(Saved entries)
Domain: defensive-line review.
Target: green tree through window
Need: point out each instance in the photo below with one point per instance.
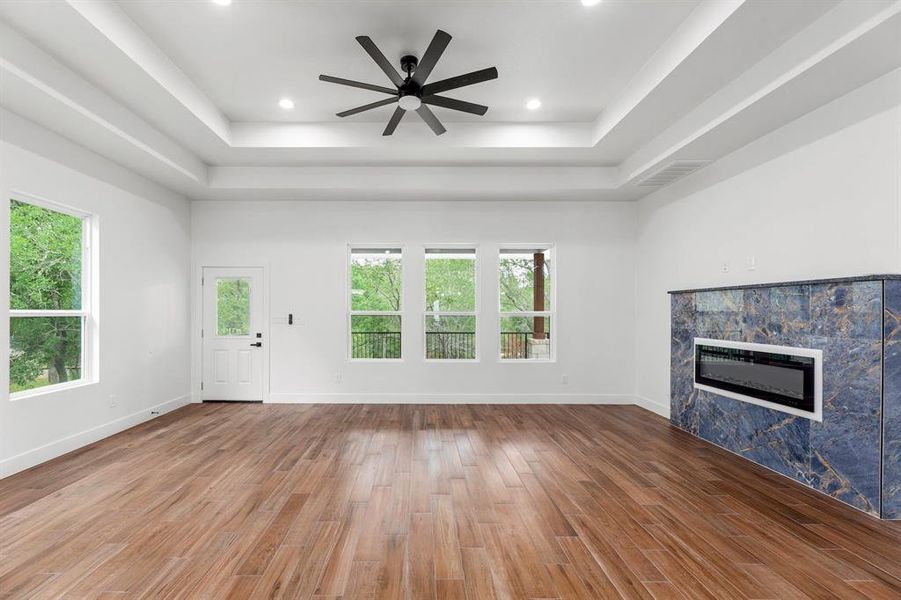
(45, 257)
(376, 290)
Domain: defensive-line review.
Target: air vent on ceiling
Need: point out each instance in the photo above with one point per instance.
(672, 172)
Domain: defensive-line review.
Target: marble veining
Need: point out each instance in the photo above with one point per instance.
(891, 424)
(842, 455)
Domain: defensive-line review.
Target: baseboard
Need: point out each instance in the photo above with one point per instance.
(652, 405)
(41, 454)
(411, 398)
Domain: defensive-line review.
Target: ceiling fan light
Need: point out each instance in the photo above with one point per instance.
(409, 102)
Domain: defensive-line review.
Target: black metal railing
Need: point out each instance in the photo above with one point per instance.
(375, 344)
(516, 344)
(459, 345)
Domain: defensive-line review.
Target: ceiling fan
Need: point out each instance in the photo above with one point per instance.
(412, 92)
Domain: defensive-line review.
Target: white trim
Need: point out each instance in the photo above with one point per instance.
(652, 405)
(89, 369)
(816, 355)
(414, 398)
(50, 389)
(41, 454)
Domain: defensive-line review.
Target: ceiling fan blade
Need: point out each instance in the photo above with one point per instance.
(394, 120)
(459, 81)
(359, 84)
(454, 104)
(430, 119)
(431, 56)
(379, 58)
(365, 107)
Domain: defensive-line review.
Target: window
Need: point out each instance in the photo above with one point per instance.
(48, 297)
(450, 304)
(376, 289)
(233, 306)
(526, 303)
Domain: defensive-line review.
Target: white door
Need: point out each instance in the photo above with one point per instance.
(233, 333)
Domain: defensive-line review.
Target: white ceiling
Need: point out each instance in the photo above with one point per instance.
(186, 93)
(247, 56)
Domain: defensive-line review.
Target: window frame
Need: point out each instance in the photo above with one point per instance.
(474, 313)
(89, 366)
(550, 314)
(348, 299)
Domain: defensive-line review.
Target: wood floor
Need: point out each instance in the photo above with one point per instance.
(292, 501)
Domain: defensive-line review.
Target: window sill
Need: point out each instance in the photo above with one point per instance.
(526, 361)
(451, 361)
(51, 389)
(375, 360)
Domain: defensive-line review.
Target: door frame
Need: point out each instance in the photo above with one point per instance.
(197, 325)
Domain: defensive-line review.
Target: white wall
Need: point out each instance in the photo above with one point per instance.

* * *

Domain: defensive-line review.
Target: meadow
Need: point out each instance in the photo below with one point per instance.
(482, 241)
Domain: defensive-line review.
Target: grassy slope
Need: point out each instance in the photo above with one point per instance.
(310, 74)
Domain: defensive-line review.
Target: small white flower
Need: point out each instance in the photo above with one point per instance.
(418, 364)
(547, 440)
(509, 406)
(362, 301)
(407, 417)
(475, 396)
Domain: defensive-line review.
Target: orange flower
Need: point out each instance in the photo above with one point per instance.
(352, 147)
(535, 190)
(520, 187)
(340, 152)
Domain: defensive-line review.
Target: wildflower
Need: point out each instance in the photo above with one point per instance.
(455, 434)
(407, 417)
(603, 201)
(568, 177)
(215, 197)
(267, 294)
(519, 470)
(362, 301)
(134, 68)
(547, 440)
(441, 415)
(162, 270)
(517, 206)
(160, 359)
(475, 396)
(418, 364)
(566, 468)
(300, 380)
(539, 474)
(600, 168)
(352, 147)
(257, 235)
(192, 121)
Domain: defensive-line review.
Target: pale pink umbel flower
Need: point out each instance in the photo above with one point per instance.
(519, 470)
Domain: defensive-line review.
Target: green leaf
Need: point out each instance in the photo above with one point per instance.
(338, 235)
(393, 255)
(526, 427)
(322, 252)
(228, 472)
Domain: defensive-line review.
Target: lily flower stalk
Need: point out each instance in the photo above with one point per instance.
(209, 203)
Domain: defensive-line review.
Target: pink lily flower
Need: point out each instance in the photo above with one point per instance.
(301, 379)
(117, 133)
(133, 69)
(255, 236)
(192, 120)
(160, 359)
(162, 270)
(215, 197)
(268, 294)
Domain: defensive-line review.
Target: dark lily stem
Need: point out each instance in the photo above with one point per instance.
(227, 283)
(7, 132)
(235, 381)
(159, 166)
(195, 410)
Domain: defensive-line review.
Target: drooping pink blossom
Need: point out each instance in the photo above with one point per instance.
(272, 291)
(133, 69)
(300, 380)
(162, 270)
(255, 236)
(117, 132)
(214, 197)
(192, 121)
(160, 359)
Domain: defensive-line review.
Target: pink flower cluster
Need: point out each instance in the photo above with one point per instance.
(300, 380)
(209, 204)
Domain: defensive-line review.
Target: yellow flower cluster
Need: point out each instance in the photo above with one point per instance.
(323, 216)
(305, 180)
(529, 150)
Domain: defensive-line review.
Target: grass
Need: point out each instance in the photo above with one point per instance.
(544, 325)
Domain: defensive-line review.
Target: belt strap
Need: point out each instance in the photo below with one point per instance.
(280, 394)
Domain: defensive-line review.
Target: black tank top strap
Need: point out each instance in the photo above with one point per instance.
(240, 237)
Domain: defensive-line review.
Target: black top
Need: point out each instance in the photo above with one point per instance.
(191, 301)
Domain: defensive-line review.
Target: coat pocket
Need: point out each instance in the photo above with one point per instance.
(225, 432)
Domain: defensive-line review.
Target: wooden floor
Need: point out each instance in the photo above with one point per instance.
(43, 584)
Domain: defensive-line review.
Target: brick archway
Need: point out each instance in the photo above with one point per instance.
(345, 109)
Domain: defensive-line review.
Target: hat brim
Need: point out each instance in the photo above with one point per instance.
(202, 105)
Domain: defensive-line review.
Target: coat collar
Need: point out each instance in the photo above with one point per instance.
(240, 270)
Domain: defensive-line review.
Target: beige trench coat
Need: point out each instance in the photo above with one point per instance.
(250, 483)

▶ [OBJECTIVE] Count how many lines in the entries above contain the word "lily", and reply with only that number.

▶ [RESPONSE FOR THIS EXERCISE] 3